Work required - List each line of the rows below that contains the word "weathered".

Records for the exercise -
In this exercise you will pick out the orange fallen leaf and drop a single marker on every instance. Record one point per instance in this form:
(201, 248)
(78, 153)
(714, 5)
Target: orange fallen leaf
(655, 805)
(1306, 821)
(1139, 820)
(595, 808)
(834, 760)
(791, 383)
* * *
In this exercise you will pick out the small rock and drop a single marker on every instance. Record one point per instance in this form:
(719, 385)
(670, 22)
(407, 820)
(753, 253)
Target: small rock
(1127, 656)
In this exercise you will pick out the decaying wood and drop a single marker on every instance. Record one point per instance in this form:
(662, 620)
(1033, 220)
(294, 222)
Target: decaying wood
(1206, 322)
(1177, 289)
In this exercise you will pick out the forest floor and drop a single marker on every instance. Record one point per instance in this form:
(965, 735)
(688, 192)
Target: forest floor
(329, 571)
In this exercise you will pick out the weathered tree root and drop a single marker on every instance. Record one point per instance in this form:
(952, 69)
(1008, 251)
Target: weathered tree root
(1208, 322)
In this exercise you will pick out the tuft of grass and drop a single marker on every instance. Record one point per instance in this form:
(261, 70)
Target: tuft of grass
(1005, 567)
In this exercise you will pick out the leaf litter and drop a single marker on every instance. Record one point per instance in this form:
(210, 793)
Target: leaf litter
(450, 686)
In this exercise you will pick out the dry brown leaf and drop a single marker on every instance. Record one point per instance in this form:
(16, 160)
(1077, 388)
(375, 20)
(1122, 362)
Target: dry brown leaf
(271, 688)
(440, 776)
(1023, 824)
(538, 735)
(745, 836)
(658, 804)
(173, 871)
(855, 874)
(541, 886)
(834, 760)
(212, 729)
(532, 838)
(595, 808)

Task result -
In this exercise you will pick out the weathered tree root and drop a single marker on every instance. Record one point per instance in this form:
Target: weathered tree root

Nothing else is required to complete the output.